_PROBLEM_: Render every line of the records below as a Markdown table with two columns, No. for the row number and Line for the text, skipping any blank lines.
━━━━━━━━━━━━━━━━━━━━━━━━━━━━━━
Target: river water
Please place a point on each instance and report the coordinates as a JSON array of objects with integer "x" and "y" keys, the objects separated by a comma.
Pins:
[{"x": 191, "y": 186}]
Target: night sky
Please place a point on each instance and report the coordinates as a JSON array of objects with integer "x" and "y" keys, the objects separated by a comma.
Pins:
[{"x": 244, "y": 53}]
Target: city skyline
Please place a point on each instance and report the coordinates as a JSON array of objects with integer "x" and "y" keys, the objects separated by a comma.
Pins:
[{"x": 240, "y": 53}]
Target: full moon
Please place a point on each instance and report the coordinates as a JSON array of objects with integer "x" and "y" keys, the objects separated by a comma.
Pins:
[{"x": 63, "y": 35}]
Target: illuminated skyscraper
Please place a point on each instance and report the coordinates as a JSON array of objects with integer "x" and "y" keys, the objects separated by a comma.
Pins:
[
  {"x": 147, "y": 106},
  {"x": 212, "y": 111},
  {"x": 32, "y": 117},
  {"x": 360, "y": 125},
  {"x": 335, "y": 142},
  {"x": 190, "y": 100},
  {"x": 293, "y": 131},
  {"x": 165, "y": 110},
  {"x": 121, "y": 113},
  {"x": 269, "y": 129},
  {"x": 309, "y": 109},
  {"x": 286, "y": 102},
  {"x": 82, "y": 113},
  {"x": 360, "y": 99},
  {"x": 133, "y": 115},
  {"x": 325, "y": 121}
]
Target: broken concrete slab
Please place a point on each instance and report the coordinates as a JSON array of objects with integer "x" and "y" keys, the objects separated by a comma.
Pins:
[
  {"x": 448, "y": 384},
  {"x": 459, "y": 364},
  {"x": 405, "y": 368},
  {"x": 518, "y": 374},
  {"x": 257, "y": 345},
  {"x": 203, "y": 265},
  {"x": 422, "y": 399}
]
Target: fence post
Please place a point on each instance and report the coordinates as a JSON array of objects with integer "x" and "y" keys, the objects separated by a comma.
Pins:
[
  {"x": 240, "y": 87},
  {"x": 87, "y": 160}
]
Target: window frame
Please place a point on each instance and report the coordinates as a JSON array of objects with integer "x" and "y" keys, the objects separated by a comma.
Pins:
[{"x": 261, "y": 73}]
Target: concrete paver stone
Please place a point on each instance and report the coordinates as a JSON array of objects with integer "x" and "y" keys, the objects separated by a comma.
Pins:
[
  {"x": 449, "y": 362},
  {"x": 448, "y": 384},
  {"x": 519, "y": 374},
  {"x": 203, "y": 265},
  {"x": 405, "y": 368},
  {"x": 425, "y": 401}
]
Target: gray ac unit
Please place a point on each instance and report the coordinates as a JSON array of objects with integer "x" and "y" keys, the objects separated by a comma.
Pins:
━━━━━━━━━━━━━━━━━━━━━━━━━━━━━━
_WRITTEN RESPONSE_:
| No. | Line |
|---|---|
| 1 | Target: river water |
| 2 | Please place a point on each instance and report the coordinates as a JSON array of objects with integer "x" and "y" keys, the objects separated by a comma. |
| 3 | Pins: |
| 4 | [{"x": 191, "y": 186}] |
| 5 | Target: night sky |
| 6 | Please place a point on each instance and report the coordinates as a JSON array of objects with integer "x" and "y" keys, the objects separated by a comma. |
| 7 | Pins: |
| 8 | [{"x": 244, "y": 53}] |
| 9 | Target: city skyline |
| 10 | Please place a point on each instance and report the coordinates as a JSON array of objects with integer "x" and "y" keys, the objects separated by a comma. |
| 11 | Pins: |
| 12 | [{"x": 240, "y": 53}] |
| 13 | Target: full moon |
| 14 | Please place a point on each instance and report the coordinates as a JSON array of objects with integer "x" and "y" keys, the objects separated by a comma. |
| 15 | Pins: |
| 16 | [{"x": 63, "y": 35}] |
| 17 | Target: illuminated skyscraper |
| 18 | Please place a point on each instance and report the coordinates as a JSON array of objects with integer "x" and "y" keys, the objects separated by a comma. |
| 19 | Pins: |
| 20 | [ |
| 21 |   {"x": 147, "y": 106}, |
| 22 |   {"x": 212, "y": 111}, |
| 23 |   {"x": 32, "y": 117}, |
| 24 |   {"x": 360, "y": 125}, |
| 25 |   {"x": 335, "y": 142}, |
| 26 |   {"x": 190, "y": 100}, |
| 27 |   {"x": 293, "y": 131}, |
| 28 |   {"x": 165, "y": 110}, |
| 29 |   {"x": 121, "y": 113}, |
| 30 |   {"x": 269, "y": 129}, |
| 31 |   {"x": 309, "y": 109}, |
| 32 |   {"x": 286, "y": 102}, |
| 33 |   {"x": 82, "y": 113}, |
| 34 |   {"x": 360, "y": 99}, |
| 35 |   {"x": 133, "y": 115}, |
| 36 |   {"x": 325, "y": 121} |
| 37 | ] |
| 38 | Target: broken concrete slab |
| 39 | Please place a point on each instance and report the coordinates as a JSON array of objects with integer "x" and "y" keys, the objects separated by a comma. |
| 40 | Pins: |
| 41 | [ |
| 42 |   {"x": 448, "y": 384}, |
| 43 |   {"x": 459, "y": 364}, |
| 44 |   {"x": 405, "y": 368}, |
| 45 |   {"x": 518, "y": 374}, |
| 46 |   {"x": 257, "y": 345}, |
| 47 |   {"x": 203, "y": 265}, |
| 48 |   {"x": 422, "y": 399} |
| 49 | ] |
| 50 | Target: fence post |
| 51 | Please place a point on each instance and report the coordinates as a JSON array of objects with integer "x" and "y" keys, the objects separated by a comma. |
| 52 | Pins: |
| 53 | [ |
| 54 |   {"x": 240, "y": 87}, |
| 55 |   {"x": 87, "y": 160} |
| 56 | ] |
| 57 | Target: window frame |
| 58 | Please place a point on each instance and report the coordinates as a JSON array of objects with integer "x" and "y" keys, the objects separated by a comma. |
| 59 | Pins: |
| 60 | [{"x": 261, "y": 73}] |
| 61 | Target: concrete paver stone |
| 62 | Please place a point on each instance and report the coordinates as a JSON array of objects with integer "x" and "y" keys, the objects separated by a comma. |
| 63 | Pins: |
| 64 | [ |
| 65 |   {"x": 449, "y": 362}, |
| 66 |   {"x": 448, "y": 384}, |
| 67 |   {"x": 519, "y": 374}, |
| 68 |   {"x": 203, "y": 265}, |
| 69 |   {"x": 405, "y": 368}, |
| 70 |   {"x": 425, "y": 401} |
| 71 | ] |
| 72 | Target: gray ac unit |
| 73 | Please place a point on each instance and report the coordinates as a JSON array of objects with integer "x" and "y" keys, the objects separated by a comma. |
| 74 | Pins: |